WHAT IS BEING ASKED: Please rewrite the entries below, changing each "indicate" to "mark" and leaving everything else untouched.

┄┄┄┄┄┄┄┄┄┄

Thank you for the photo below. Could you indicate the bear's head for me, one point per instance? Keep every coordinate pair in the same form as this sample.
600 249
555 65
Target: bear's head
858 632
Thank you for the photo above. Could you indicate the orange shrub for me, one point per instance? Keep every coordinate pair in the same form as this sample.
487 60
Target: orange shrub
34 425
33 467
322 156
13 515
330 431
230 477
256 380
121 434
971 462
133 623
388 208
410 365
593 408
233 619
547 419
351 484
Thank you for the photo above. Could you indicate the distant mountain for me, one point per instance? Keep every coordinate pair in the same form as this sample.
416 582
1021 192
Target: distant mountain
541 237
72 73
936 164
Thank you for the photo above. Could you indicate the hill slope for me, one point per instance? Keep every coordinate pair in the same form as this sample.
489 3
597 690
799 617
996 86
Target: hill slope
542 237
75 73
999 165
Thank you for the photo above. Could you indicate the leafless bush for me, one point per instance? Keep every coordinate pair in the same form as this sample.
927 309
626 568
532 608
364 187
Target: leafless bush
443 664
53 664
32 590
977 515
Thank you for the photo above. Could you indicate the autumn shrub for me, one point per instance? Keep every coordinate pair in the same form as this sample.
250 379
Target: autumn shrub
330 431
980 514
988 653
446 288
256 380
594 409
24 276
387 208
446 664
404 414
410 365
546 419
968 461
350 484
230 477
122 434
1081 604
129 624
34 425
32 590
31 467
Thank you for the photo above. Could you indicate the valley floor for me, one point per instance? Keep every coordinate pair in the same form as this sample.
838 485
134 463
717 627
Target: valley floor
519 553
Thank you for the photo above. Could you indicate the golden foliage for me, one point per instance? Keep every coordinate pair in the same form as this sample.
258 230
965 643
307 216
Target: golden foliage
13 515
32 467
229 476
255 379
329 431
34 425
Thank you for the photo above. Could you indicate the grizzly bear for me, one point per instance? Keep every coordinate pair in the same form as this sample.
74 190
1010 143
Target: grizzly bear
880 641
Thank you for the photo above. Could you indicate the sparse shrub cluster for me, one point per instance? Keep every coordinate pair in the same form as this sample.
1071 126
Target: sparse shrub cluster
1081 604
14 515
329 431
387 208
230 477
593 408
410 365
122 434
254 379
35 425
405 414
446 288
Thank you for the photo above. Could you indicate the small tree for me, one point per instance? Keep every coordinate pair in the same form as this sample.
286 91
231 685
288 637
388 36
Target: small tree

┄┄┄┄┄┄┄┄┄┄

OUTPUT:
Thank you for the photo below. Could you mark the bear's head for me, one point per instance? Keep every coordinate pair in the same form as this sample.
600 249
555 65
Target: bear's head
858 632
Thank you for the photo above. Could you mark the orange shrub for me, one point per instance? Keep every coordinate pair in the same form as this sample.
487 60
Target: orange shrub
34 425
33 467
322 156
13 515
330 431
230 477
256 380
121 434
971 462
133 623
388 208
410 365
593 408
233 619
547 419
351 484
Thank you for the photo above. Could you mark the distant mountain for me, one point per instance? Keep every coordinate pair in the same form as this sample.
416 582
1021 192
Target: distant mountain
541 237
72 73
936 164
Thank you for the photo above. Could you mark the hill slope for me, one point per instance? Keep every coordinate pair in the same form as this sample.
489 3
597 690
799 617
996 86
Target: hill slope
542 237
75 73
999 165
Thank you for the photo above. Could you mark the leafless bush for me, one point per instance? Keep every coordinate pair in the same form as this sample.
927 309
626 568
532 608
364 187
Target: leafless bush
443 664
53 664
32 590
977 515
Thank you for the photo above. Could you mark the autumn shrub for me, one point per instance? Keep every coordinate pair in the same form as this sample.
250 379
Target: autumn shrub
330 431
980 514
988 653
446 288
256 380
594 409
24 276
387 208
446 664
404 414
410 365
546 419
968 461
350 484
230 477
122 434
1081 604
129 624
34 425
32 590
31 467
Thank you for the photo above. Could you mark the valley floor for me, one point per instance? Keep every coordinate pair in the same form as this sample.
838 485
134 463
717 627
Target: valley floor
519 553
Thank you for the photo above. Could you mark the golden foliage for me, one point per instance? Keep every coordinate pair in the same form as this sample.
258 230
965 643
307 216
Target: golden foliage
13 515
32 467
229 476
255 379
329 431
34 425
Thank you for the photo above. Could you mark the grizzly bear for me, one point per instance? Keep every coordinate pair in the same form as this sample.
74 190
1010 143
Target: grizzly bear
880 641
Thank you for the photo above. Could you mark the sparse shrub cluster for me, one point per instance? Keep every coordinate pair in the same form as this sample.
1071 126
Target: sparse shrub cluster
1081 604
14 515
329 431
387 208
230 477
593 408
410 365
122 434
254 379
35 425
405 414
446 288
Thank you for the photo above. Could you mark the small tree for me, one point per instance? Keep every coordinate pair in the same form as this sample.
286 91
231 685
288 637
388 36
Target: small tree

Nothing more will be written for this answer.